● Record extracts
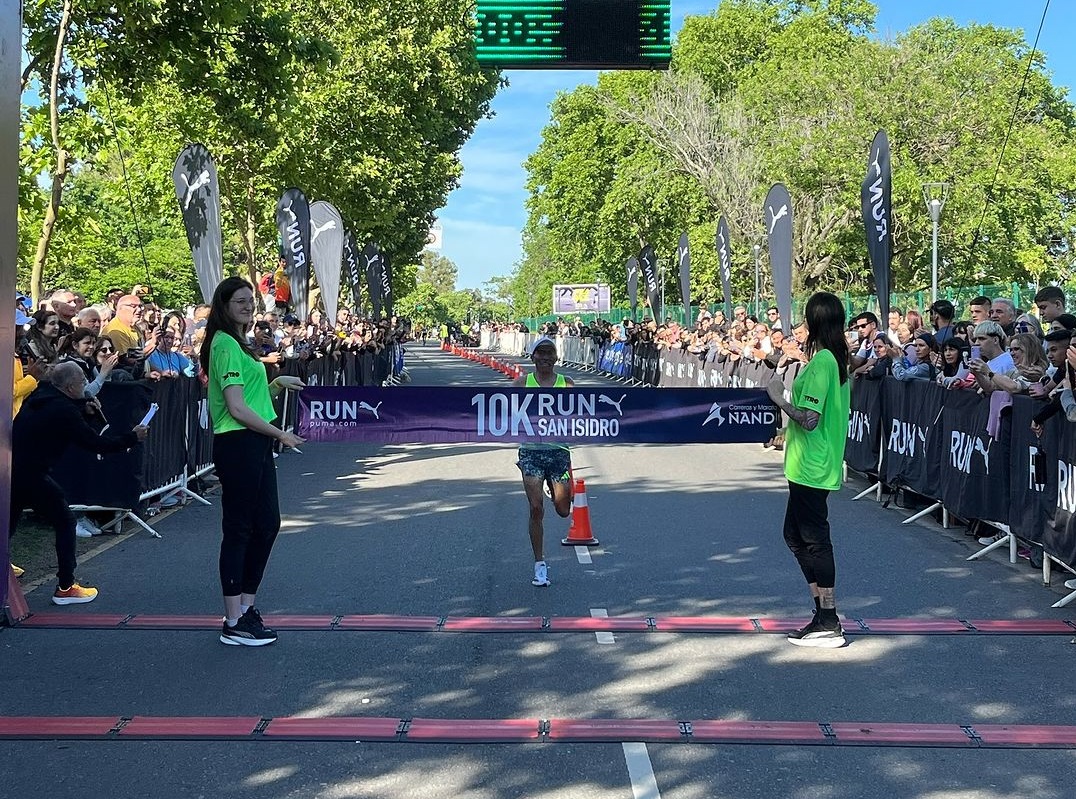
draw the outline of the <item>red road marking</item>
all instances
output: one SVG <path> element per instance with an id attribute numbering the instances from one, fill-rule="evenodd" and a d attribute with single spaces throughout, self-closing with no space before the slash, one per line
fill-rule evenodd
<path id="1" fill-rule="evenodd" d="M 262 736 L 318 741 L 395 741 L 400 724 L 400 719 L 384 718 L 273 719 Z"/>
<path id="2" fill-rule="evenodd" d="M 707 616 L 394 616 L 369 614 L 341 616 L 280 614 L 267 615 L 265 622 L 279 630 L 383 630 L 388 632 L 658 632 L 682 633 L 776 633 L 784 634 L 803 626 L 807 619 L 750 619 Z M 651 622 L 653 627 L 651 627 Z M 866 629 L 860 627 L 866 625 Z M 138 629 L 215 630 L 220 616 L 166 616 L 152 614 L 35 613 L 15 625 L 15 629 Z M 970 626 L 969 626 L 970 625 Z M 1076 623 L 1064 619 L 847 619 L 847 635 L 1074 635 Z"/>
<path id="3" fill-rule="evenodd" d="M 264 729 L 259 732 L 259 728 Z M 117 733 L 113 732 L 118 729 Z M 1076 749 L 1076 727 L 672 719 L 398 719 L 258 716 L 0 716 L 7 740 L 316 740 L 413 743 L 690 742 Z"/>
<path id="4" fill-rule="evenodd" d="M 537 741 L 538 719 L 412 719 L 408 741 Z"/>
<path id="5" fill-rule="evenodd" d="M 135 716 L 120 730 L 126 738 L 249 738 L 260 716 Z"/>

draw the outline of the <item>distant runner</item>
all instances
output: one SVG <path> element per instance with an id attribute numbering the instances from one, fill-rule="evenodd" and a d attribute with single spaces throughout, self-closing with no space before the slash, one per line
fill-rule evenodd
<path id="1" fill-rule="evenodd" d="M 531 361 L 534 363 L 534 372 L 517 378 L 512 383 L 514 387 L 570 388 L 575 385 L 571 378 L 553 371 L 557 363 L 557 345 L 552 339 L 543 336 L 534 342 Z M 549 567 L 545 562 L 545 529 L 542 524 L 545 498 L 542 488 L 549 486 L 557 515 L 562 519 L 568 518 L 572 512 L 571 454 L 564 444 L 523 444 L 519 448 L 516 465 L 523 473 L 523 490 L 527 493 L 527 504 L 530 506 L 528 532 L 534 551 L 534 579 L 531 585 L 545 587 L 549 585 Z"/>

● Aim of the task
Every record must be transcribed faithfully, with no picture carried over.

● Response box
draw the outline of the <item>red road marking</item>
all instances
output: one SVG <path> element per instance with an id attribute numbering the instances from one, fill-rule="evenodd" and a d attribute with single spaces throughout, self-closing with no space before the slash, one per line
fill-rule evenodd
<path id="1" fill-rule="evenodd" d="M 262 736 L 318 741 L 395 741 L 400 724 L 400 719 L 384 718 L 273 719 Z"/>
<path id="2" fill-rule="evenodd" d="M 707 616 L 394 616 L 369 614 L 341 616 L 280 614 L 267 615 L 265 622 L 279 630 L 383 630 L 388 632 L 658 632 L 682 633 L 776 633 L 784 634 L 803 626 L 807 619 L 750 619 Z M 651 622 L 653 627 L 651 627 Z M 866 629 L 860 627 L 866 625 Z M 138 629 L 215 630 L 220 616 L 166 616 L 152 614 L 35 613 L 15 625 L 15 629 Z M 970 626 L 969 626 L 970 625 Z M 1076 623 L 1064 619 L 847 619 L 847 635 L 1074 635 Z"/>
<path id="3" fill-rule="evenodd" d="M 264 729 L 259 732 L 259 728 Z M 117 733 L 113 732 L 118 729 Z M 1076 749 L 1076 727 L 672 719 L 398 719 L 258 716 L 0 716 L 7 740 L 316 740 L 413 743 L 690 742 Z"/>
<path id="4" fill-rule="evenodd" d="M 537 741 L 538 719 L 412 719 L 408 741 Z"/>
<path id="5" fill-rule="evenodd" d="M 135 716 L 120 730 L 126 738 L 249 738 L 260 716 Z"/>

draw the outline of the <item>distant runner</item>
all instances
output: one SVG <path> element per instance with an id attribute numbering the instances from one, fill-rule="evenodd" and a d attribute with single spaces throughout, self-closing with no space before the slash, one per line
fill-rule evenodd
<path id="1" fill-rule="evenodd" d="M 531 361 L 534 363 L 534 372 L 517 378 L 512 383 L 514 387 L 570 388 L 575 385 L 571 378 L 553 371 L 557 363 L 557 345 L 552 339 L 543 336 L 534 342 Z M 549 567 L 545 562 L 545 529 L 542 524 L 545 498 L 542 488 L 549 486 L 557 515 L 562 519 L 568 518 L 572 512 L 571 454 L 564 444 L 523 444 L 519 448 L 516 465 L 523 473 L 523 490 L 527 493 L 527 504 L 530 506 L 528 532 L 534 551 L 534 579 L 531 585 L 545 587 L 549 585 Z"/>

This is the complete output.